Data listing:

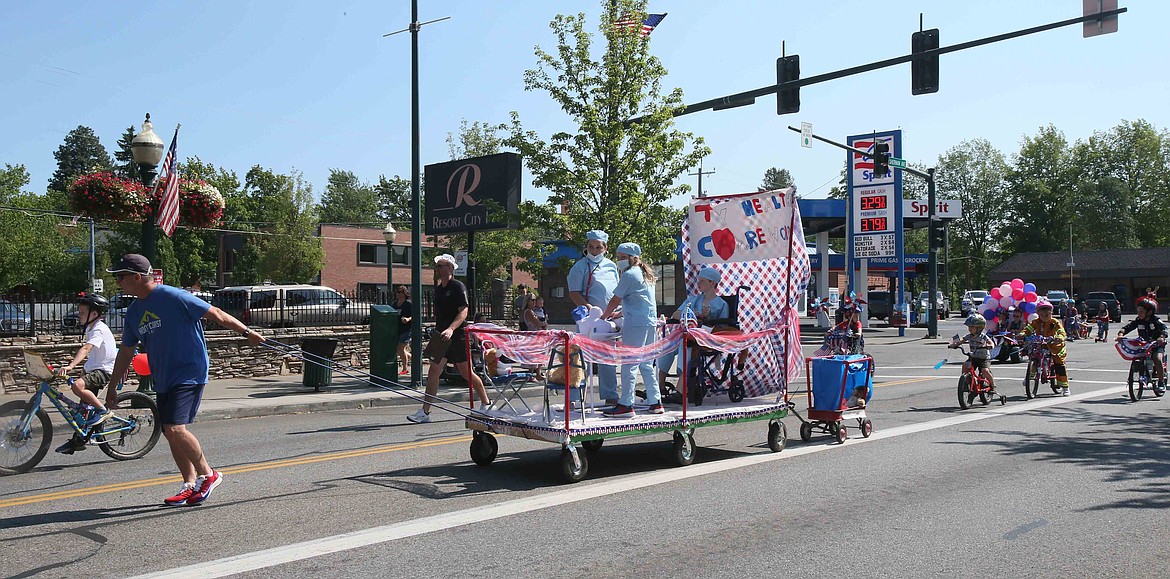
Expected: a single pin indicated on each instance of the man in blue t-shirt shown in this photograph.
(166, 321)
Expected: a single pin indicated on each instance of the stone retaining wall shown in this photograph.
(231, 356)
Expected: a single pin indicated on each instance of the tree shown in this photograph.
(81, 153)
(288, 249)
(349, 200)
(124, 165)
(608, 174)
(972, 172)
(394, 199)
(777, 179)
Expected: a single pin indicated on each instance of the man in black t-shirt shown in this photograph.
(448, 340)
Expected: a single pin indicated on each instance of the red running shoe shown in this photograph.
(181, 497)
(204, 487)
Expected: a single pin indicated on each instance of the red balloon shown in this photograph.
(142, 366)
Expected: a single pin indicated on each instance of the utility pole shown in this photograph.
(701, 173)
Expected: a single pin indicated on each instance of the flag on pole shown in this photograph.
(645, 27)
(169, 208)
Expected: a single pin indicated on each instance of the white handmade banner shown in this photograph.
(748, 228)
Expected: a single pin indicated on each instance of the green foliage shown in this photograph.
(608, 174)
(82, 152)
(349, 200)
(777, 179)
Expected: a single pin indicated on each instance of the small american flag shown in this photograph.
(645, 28)
(169, 208)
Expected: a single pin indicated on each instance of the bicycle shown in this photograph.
(1039, 366)
(26, 431)
(1141, 370)
(971, 384)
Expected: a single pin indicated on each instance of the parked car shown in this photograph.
(1058, 298)
(1092, 303)
(971, 301)
(943, 307)
(879, 304)
(13, 317)
(287, 305)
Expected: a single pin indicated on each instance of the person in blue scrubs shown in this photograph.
(635, 295)
(701, 308)
(591, 282)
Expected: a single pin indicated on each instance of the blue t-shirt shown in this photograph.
(166, 322)
(637, 296)
(601, 284)
(718, 308)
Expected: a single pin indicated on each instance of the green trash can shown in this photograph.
(384, 342)
(316, 373)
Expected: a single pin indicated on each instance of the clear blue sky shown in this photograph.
(314, 85)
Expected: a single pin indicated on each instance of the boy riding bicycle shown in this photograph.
(1150, 329)
(981, 346)
(1048, 326)
(98, 351)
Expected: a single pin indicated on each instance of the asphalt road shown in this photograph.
(1055, 487)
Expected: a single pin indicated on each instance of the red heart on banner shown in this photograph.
(724, 242)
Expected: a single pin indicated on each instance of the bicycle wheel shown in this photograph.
(1135, 380)
(132, 431)
(21, 449)
(1032, 379)
(964, 391)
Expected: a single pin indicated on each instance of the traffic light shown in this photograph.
(940, 236)
(787, 68)
(924, 68)
(881, 159)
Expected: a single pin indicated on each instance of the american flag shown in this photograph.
(645, 28)
(169, 209)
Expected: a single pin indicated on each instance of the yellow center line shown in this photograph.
(228, 470)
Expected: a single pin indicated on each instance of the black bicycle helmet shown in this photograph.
(95, 302)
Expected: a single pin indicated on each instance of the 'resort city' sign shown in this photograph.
(472, 194)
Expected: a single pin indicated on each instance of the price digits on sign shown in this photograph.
(873, 223)
(873, 202)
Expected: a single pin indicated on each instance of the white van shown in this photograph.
(288, 305)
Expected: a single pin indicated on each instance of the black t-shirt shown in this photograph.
(406, 310)
(448, 301)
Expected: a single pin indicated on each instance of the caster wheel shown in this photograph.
(573, 466)
(777, 436)
(683, 448)
(484, 448)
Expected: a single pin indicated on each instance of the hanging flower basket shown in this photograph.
(105, 197)
(200, 204)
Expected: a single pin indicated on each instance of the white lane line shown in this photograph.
(366, 537)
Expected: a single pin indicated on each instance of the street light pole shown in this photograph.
(146, 149)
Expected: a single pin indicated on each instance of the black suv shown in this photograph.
(1091, 304)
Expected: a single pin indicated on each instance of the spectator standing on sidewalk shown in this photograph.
(405, 323)
(448, 343)
(591, 282)
(167, 322)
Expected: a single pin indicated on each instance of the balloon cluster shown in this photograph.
(1013, 294)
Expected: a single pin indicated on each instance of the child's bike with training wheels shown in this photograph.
(1039, 366)
(26, 431)
(1141, 366)
(972, 385)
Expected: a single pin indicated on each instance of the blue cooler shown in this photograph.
(826, 380)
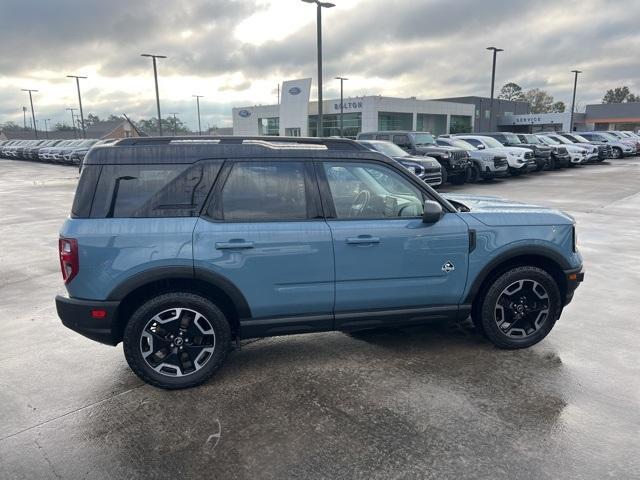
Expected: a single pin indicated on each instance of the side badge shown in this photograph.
(448, 266)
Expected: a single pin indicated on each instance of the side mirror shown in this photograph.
(432, 212)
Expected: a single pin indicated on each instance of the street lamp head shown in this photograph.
(320, 4)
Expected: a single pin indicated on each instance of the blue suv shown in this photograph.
(178, 247)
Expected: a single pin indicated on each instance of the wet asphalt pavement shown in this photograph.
(429, 402)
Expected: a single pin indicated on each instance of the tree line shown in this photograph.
(147, 125)
(542, 101)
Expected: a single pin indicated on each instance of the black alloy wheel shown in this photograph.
(519, 308)
(176, 340)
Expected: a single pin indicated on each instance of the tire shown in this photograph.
(445, 175)
(161, 320)
(617, 153)
(473, 174)
(519, 308)
(458, 179)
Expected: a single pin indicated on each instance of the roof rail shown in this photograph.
(329, 143)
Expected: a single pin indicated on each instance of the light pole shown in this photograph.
(493, 82)
(320, 6)
(73, 122)
(77, 77)
(33, 115)
(175, 123)
(342, 79)
(155, 77)
(198, 97)
(573, 102)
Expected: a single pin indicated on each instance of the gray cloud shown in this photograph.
(423, 48)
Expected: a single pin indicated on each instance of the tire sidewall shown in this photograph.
(144, 313)
(487, 320)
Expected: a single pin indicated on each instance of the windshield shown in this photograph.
(580, 138)
(608, 136)
(492, 142)
(532, 139)
(548, 140)
(463, 145)
(387, 148)
(512, 138)
(423, 139)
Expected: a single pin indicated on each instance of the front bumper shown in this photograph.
(94, 319)
(577, 159)
(487, 172)
(432, 179)
(543, 161)
(574, 278)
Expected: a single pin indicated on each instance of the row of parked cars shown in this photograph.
(462, 158)
(69, 152)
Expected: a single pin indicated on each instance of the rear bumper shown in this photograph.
(81, 317)
(488, 173)
(574, 279)
(432, 179)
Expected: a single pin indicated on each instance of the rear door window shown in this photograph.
(142, 191)
(265, 191)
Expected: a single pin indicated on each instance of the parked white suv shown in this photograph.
(592, 150)
(577, 155)
(486, 164)
(520, 159)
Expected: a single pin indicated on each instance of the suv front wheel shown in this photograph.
(176, 340)
(519, 308)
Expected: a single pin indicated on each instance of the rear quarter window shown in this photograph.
(143, 191)
(84, 192)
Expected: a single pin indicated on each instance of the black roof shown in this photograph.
(156, 150)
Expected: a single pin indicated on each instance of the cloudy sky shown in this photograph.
(235, 52)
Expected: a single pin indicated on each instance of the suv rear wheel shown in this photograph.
(617, 152)
(176, 340)
(474, 174)
(519, 308)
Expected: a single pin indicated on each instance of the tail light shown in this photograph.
(69, 264)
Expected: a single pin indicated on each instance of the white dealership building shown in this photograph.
(297, 116)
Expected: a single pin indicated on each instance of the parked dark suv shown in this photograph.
(179, 246)
(541, 152)
(455, 161)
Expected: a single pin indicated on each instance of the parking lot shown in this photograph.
(428, 402)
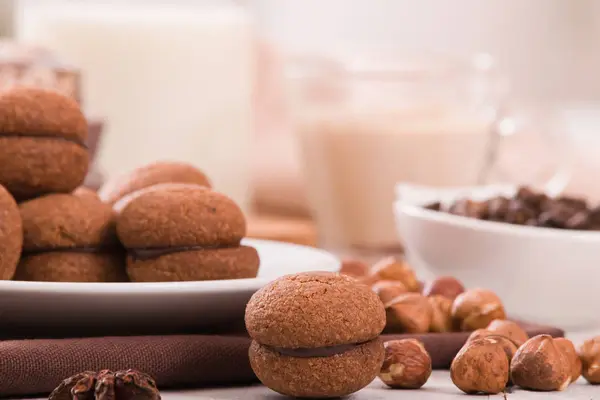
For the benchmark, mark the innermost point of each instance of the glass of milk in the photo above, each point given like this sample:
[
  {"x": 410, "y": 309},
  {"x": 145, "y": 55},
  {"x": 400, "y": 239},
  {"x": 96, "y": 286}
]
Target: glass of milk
[
  {"x": 366, "y": 124},
  {"x": 173, "y": 79}
]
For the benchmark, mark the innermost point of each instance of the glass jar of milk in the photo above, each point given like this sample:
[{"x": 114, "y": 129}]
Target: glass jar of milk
[
  {"x": 174, "y": 79},
  {"x": 367, "y": 124}
]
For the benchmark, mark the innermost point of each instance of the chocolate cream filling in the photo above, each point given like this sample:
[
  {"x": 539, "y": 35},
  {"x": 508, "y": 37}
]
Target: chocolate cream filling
[
  {"x": 150, "y": 253},
  {"x": 82, "y": 249},
  {"x": 63, "y": 139},
  {"x": 327, "y": 351}
]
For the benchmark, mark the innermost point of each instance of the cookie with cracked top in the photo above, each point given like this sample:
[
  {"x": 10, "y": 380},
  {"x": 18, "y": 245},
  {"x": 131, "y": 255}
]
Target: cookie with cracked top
[
  {"x": 42, "y": 143},
  {"x": 182, "y": 232},
  {"x": 70, "y": 238},
  {"x": 315, "y": 335},
  {"x": 150, "y": 175}
]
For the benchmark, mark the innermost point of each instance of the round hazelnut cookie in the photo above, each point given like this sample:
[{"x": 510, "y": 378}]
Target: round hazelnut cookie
[
  {"x": 180, "y": 232},
  {"x": 11, "y": 235},
  {"x": 315, "y": 335},
  {"x": 42, "y": 143},
  {"x": 150, "y": 175},
  {"x": 70, "y": 238}
]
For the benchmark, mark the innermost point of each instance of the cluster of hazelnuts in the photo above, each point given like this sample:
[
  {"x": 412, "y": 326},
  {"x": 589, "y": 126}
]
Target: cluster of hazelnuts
[
  {"x": 439, "y": 306},
  {"x": 503, "y": 355},
  {"x": 497, "y": 354}
]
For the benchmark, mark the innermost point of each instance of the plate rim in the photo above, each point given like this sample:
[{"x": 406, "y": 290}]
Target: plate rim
[{"x": 163, "y": 288}]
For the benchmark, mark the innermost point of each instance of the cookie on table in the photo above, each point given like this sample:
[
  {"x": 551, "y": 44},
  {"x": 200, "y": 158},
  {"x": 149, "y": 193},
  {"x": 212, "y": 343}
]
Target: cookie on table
[
  {"x": 179, "y": 232},
  {"x": 315, "y": 335},
  {"x": 42, "y": 143},
  {"x": 11, "y": 235},
  {"x": 70, "y": 238},
  {"x": 150, "y": 175}
]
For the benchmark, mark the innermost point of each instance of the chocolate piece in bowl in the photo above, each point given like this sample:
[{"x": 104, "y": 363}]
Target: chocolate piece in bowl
[
  {"x": 315, "y": 335},
  {"x": 11, "y": 234},
  {"x": 149, "y": 175},
  {"x": 528, "y": 207},
  {"x": 179, "y": 232},
  {"x": 70, "y": 238},
  {"x": 42, "y": 143}
]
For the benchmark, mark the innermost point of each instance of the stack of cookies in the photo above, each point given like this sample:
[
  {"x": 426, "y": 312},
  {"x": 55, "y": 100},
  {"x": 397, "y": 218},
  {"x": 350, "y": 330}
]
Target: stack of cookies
[{"x": 161, "y": 222}]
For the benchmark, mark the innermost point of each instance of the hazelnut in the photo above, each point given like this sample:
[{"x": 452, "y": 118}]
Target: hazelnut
[
  {"x": 441, "y": 318},
  {"x": 481, "y": 366},
  {"x": 354, "y": 268},
  {"x": 510, "y": 329},
  {"x": 479, "y": 334},
  {"x": 407, "y": 364},
  {"x": 540, "y": 364},
  {"x": 395, "y": 270},
  {"x": 446, "y": 286},
  {"x": 589, "y": 352},
  {"x": 388, "y": 290},
  {"x": 568, "y": 348},
  {"x": 409, "y": 313},
  {"x": 510, "y": 347},
  {"x": 475, "y": 309}
]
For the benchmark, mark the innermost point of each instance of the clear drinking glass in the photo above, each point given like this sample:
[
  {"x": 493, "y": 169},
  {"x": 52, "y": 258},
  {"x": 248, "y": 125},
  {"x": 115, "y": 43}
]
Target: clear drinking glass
[{"x": 366, "y": 124}]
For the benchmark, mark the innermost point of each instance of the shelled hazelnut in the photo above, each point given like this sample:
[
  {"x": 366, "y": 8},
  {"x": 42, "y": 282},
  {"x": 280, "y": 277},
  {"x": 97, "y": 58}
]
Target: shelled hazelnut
[
  {"x": 479, "y": 334},
  {"x": 409, "y": 313},
  {"x": 481, "y": 366},
  {"x": 589, "y": 353},
  {"x": 510, "y": 329},
  {"x": 568, "y": 348},
  {"x": 354, "y": 268},
  {"x": 407, "y": 364},
  {"x": 541, "y": 365},
  {"x": 475, "y": 309},
  {"x": 510, "y": 347},
  {"x": 446, "y": 286},
  {"x": 388, "y": 290},
  {"x": 441, "y": 317},
  {"x": 391, "y": 269}
]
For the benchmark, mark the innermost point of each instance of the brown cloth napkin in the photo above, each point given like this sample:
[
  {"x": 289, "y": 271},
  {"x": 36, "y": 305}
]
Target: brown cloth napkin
[{"x": 29, "y": 367}]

▶ [STATED GOAL]: Your task is to output exactly the lines running from the one with "of the shelled" through the final line of the material above, with both ends included.

▶ [ANSWER TO THE EXERCISE]:
For the benchmark, mark the innermost point of each instance of the shelled hazelnut in the photo above, each point given like this sample:
[
  {"x": 366, "y": 8},
  {"x": 42, "y": 282},
  {"x": 280, "y": 277},
  {"x": 97, "y": 58}
]
Target: shelled hazelnut
[
  {"x": 479, "y": 334},
  {"x": 409, "y": 313},
  {"x": 481, "y": 366},
  {"x": 589, "y": 353},
  {"x": 510, "y": 329},
  {"x": 568, "y": 348},
  {"x": 354, "y": 268},
  {"x": 407, "y": 364},
  {"x": 541, "y": 365},
  {"x": 475, "y": 309},
  {"x": 510, "y": 347},
  {"x": 446, "y": 286},
  {"x": 388, "y": 290},
  {"x": 441, "y": 317},
  {"x": 391, "y": 269}
]
For the benchmark, mark the innermost point of each instance of the brown cloth napkin in the photo above, each point given like this sample:
[
  {"x": 289, "y": 271},
  {"x": 36, "y": 305}
]
Target: brown cloth napkin
[{"x": 29, "y": 367}]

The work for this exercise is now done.